Directions:
Express the items from the line containing "Every instance of the green bud" through the end of the items as a Markdown table with the columns Row and Entry, giving each line its row number and omitting blank lines.

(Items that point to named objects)
◆ ◆ ◆

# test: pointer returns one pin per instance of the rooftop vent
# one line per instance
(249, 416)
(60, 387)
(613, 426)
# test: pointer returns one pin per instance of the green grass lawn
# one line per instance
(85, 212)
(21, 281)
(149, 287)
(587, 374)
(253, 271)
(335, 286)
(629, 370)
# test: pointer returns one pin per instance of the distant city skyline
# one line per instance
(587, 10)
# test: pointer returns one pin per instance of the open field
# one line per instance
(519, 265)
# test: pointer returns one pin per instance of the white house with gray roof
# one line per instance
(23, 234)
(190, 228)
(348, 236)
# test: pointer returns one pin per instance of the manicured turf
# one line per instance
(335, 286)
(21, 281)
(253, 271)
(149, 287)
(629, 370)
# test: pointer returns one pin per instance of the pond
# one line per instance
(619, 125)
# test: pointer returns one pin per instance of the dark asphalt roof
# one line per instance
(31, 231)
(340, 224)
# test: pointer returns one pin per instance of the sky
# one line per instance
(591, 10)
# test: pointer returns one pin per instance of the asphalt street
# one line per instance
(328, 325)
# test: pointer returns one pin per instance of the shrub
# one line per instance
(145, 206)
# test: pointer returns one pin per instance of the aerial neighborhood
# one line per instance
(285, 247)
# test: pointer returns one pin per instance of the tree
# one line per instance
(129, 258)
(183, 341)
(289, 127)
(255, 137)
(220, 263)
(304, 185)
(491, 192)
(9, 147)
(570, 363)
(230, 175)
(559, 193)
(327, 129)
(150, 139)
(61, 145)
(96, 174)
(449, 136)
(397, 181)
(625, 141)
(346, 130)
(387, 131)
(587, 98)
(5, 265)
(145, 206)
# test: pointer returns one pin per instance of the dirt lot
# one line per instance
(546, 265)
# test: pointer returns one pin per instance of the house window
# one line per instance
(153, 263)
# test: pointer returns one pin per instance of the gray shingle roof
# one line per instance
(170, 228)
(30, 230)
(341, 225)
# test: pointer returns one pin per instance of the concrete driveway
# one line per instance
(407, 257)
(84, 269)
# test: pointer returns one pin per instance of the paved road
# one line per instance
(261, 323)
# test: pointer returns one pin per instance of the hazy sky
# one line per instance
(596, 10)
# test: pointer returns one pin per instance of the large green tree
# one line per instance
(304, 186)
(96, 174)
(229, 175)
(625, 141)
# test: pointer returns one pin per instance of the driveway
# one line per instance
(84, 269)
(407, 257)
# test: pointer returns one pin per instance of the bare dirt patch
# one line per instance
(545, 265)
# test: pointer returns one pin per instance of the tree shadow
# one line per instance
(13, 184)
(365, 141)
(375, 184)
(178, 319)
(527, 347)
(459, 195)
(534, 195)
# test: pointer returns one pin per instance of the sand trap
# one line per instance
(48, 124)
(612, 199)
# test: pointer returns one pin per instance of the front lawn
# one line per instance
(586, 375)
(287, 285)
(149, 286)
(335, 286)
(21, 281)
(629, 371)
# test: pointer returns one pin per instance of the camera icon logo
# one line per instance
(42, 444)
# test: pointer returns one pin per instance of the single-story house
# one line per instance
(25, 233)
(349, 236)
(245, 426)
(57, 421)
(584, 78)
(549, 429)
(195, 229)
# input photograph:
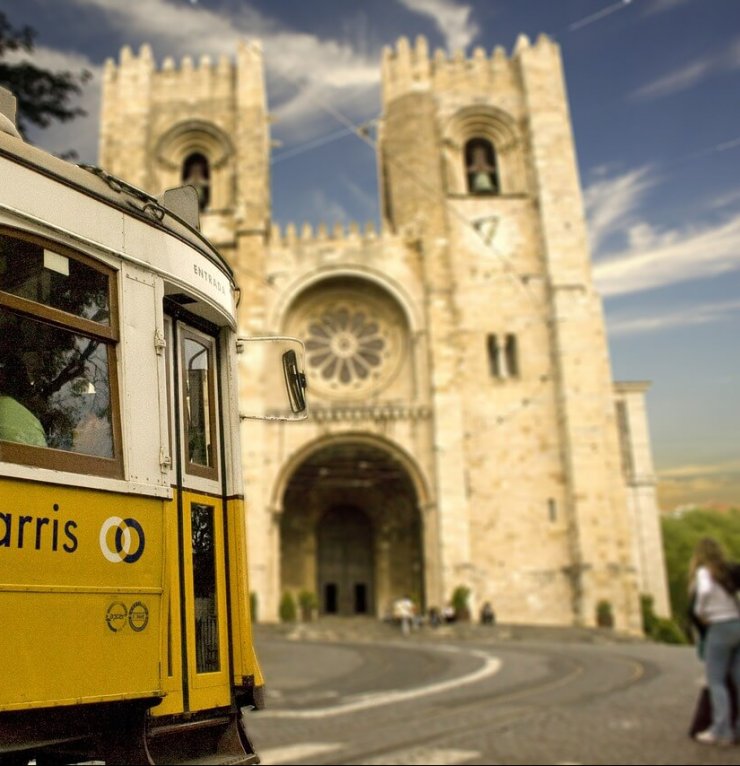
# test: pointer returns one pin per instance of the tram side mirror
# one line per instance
(272, 381)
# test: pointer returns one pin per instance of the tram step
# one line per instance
(216, 740)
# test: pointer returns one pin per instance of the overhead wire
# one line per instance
(521, 280)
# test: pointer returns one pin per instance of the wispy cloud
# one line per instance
(81, 134)
(648, 258)
(611, 201)
(452, 19)
(312, 77)
(701, 485)
(661, 6)
(690, 74)
(656, 322)
(598, 15)
(654, 259)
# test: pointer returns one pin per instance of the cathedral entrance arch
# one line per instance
(351, 530)
(345, 561)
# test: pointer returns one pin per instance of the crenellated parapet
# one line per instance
(410, 68)
(338, 236)
(203, 78)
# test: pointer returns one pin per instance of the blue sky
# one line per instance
(654, 89)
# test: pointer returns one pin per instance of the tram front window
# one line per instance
(57, 359)
(62, 380)
(44, 276)
(204, 588)
(198, 403)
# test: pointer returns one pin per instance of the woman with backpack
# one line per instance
(717, 608)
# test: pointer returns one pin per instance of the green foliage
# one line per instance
(42, 96)
(661, 629)
(287, 608)
(460, 597)
(680, 535)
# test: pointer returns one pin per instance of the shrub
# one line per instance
(308, 603)
(287, 608)
(460, 597)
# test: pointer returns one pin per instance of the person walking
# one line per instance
(716, 606)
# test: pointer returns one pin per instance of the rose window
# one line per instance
(354, 342)
(344, 345)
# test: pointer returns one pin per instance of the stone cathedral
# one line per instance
(465, 429)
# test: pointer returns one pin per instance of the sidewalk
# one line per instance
(364, 629)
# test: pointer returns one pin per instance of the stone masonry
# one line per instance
(465, 429)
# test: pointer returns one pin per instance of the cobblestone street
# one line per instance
(360, 693)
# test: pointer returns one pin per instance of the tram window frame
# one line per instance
(210, 471)
(107, 334)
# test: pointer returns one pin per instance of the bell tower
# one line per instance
(477, 163)
(201, 123)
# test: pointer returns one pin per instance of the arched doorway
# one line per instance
(351, 530)
(345, 561)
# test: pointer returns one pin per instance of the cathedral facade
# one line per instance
(465, 430)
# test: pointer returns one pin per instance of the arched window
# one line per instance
(197, 173)
(480, 167)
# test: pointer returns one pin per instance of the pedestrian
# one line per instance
(487, 615)
(717, 608)
(405, 611)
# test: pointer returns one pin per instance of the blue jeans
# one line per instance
(722, 659)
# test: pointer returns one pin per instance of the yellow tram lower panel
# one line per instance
(80, 595)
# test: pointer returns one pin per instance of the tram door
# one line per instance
(201, 581)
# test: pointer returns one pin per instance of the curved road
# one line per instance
(478, 701)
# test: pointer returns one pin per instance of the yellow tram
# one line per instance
(124, 602)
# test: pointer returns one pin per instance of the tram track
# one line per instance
(462, 717)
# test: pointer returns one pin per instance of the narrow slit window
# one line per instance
(512, 356)
(494, 364)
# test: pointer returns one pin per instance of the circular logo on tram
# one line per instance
(127, 540)
(138, 616)
(115, 616)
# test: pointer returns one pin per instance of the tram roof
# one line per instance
(113, 191)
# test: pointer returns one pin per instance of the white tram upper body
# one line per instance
(123, 574)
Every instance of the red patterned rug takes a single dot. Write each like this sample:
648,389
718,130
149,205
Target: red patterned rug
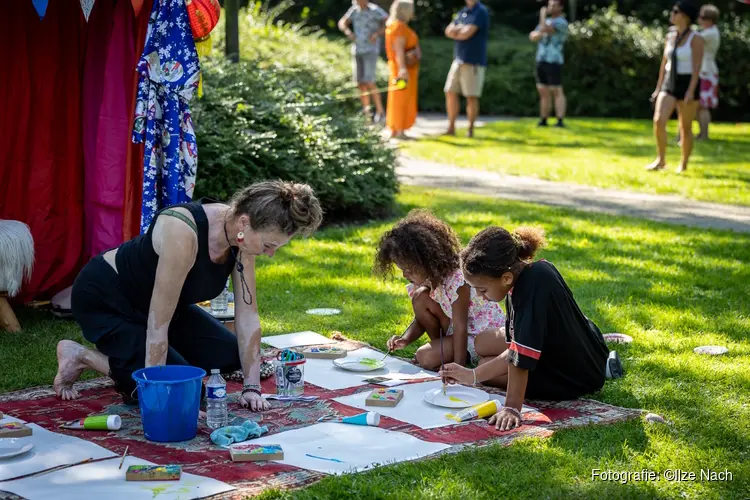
200,456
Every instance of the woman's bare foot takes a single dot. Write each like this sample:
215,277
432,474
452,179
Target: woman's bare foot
656,165
70,365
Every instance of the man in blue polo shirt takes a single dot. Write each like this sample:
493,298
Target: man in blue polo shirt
470,30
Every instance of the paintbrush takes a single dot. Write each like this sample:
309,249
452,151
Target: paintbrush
123,457
402,336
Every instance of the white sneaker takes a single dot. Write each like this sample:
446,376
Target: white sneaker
614,365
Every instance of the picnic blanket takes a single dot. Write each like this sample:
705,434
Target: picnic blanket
200,456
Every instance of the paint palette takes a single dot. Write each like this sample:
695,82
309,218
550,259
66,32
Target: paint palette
455,397
324,352
248,452
14,429
153,473
384,397
12,448
359,364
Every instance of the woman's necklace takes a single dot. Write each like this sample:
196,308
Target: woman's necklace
240,268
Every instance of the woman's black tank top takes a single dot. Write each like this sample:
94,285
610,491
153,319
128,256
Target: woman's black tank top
136,265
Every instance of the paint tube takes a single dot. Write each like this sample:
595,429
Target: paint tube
96,423
482,410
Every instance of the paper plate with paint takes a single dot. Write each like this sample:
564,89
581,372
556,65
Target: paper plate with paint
455,397
618,338
323,311
359,364
13,448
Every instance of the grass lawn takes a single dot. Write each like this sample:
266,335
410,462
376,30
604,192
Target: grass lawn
604,153
671,288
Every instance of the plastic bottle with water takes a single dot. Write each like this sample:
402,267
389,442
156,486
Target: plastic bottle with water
220,303
216,401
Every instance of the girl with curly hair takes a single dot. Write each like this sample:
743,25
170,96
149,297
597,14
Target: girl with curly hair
426,250
549,349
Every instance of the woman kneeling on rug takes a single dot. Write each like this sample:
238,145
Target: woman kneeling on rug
137,302
549,349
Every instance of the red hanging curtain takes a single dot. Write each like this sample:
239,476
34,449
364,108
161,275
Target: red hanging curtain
41,158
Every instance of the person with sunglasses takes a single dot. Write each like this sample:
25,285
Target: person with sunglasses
677,85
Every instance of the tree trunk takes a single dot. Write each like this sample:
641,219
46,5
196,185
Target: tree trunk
231,11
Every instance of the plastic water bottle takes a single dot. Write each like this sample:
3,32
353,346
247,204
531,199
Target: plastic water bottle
216,401
220,303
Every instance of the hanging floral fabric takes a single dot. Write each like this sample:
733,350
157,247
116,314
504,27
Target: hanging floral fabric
169,73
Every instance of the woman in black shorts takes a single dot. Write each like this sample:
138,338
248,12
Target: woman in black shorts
136,303
678,84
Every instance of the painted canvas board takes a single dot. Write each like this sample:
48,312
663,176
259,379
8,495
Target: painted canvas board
342,448
105,480
323,373
50,449
412,408
296,340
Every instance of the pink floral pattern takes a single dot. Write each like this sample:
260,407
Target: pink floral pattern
483,314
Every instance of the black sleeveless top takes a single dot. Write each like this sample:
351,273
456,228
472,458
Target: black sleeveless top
136,265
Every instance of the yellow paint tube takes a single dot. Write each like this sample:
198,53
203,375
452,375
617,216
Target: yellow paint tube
482,410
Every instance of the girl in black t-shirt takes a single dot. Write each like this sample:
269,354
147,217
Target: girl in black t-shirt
549,349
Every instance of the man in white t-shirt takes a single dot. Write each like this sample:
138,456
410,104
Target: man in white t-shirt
364,24
709,74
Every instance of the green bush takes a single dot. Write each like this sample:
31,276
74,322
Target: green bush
612,63
271,116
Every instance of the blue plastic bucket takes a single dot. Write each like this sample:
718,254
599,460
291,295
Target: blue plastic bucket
169,397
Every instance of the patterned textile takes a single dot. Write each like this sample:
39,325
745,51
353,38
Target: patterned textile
169,73
483,314
200,456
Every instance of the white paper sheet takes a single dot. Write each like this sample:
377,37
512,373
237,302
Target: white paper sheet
50,449
323,373
296,340
412,408
343,448
105,480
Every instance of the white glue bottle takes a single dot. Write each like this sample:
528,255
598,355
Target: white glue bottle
216,401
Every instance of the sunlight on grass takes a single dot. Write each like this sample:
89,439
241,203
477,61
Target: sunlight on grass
604,153
671,288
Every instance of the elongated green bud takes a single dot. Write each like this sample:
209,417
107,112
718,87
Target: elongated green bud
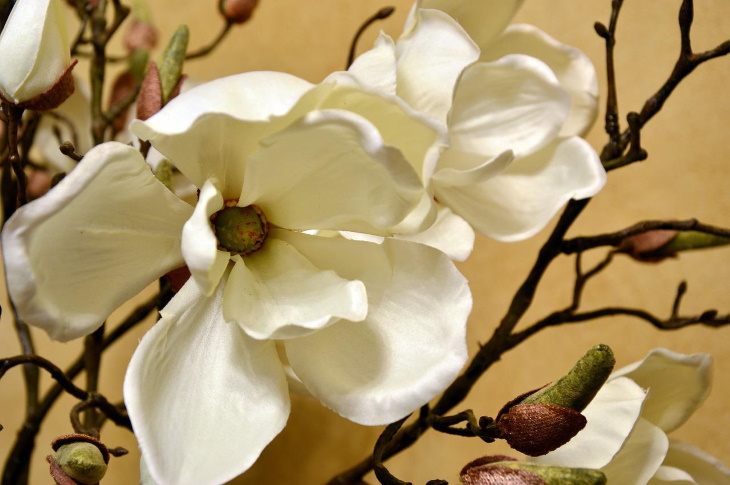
172,61
577,388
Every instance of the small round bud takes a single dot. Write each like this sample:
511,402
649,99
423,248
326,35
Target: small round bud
240,230
238,11
81,461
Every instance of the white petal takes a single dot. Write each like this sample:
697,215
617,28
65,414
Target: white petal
34,48
514,103
331,170
410,346
574,70
418,136
209,131
199,244
610,418
640,457
204,399
521,201
450,234
431,57
667,475
678,385
377,67
277,293
483,20
104,233
704,469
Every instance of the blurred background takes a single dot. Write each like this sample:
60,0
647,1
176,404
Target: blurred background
685,176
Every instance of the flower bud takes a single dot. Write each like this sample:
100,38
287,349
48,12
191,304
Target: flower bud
34,47
172,62
79,458
490,471
237,11
538,429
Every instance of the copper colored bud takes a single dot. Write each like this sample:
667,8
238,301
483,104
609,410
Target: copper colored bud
238,11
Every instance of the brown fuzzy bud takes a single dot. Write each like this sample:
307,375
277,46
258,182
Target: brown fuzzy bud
150,95
238,11
538,429
511,472
53,96
140,35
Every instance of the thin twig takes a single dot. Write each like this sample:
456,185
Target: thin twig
381,14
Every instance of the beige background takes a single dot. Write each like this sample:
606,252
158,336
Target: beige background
685,176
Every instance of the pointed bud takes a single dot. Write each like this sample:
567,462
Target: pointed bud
140,35
237,11
577,388
538,429
522,473
150,94
34,47
172,62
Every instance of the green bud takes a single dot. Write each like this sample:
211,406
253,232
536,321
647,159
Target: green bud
81,461
164,173
240,230
689,240
172,61
558,475
577,388
138,63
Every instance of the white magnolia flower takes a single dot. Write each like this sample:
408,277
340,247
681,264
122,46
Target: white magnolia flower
513,102
626,434
372,330
35,52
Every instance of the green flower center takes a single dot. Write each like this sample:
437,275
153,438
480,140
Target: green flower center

◆ ◆ ◆

Full response:
| Row | Entry |
|---|---|
| 1 | Every instance of the green bud takes a single dot. Write each like this sample: |
| 2 | 211,406 |
| 3 | 253,232 |
| 4 | 536,321 |
| 5 | 647,159 |
| 6 | Target: green bud |
| 7 | 81,461 |
| 8 | 164,173 |
| 9 | 240,230 |
| 10 | 689,240 |
| 11 | 172,61 |
| 12 | 558,475 |
| 13 | 577,388 |
| 14 | 138,63 |
| 15 | Every instance of the white magnolia flower takes a single dot. Write each like this sample: |
| 16 | 408,277 |
| 17 | 340,247 |
| 18 | 681,264 |
| 19 | 122,46 |
| 20 | Target: white magnolia flower |
| 21 | 513,102 |
| 22 | 626,434 |
| 23 | 372,330 |
| 24 | 35,52 |
| 25 | Every instance of the green flower center takes a single dot. Write each like this sample: |
| 26 | 437,275 |
| 27 | 153,438 |
| 28 | 480,140 |
| 29 | Target: green flower center |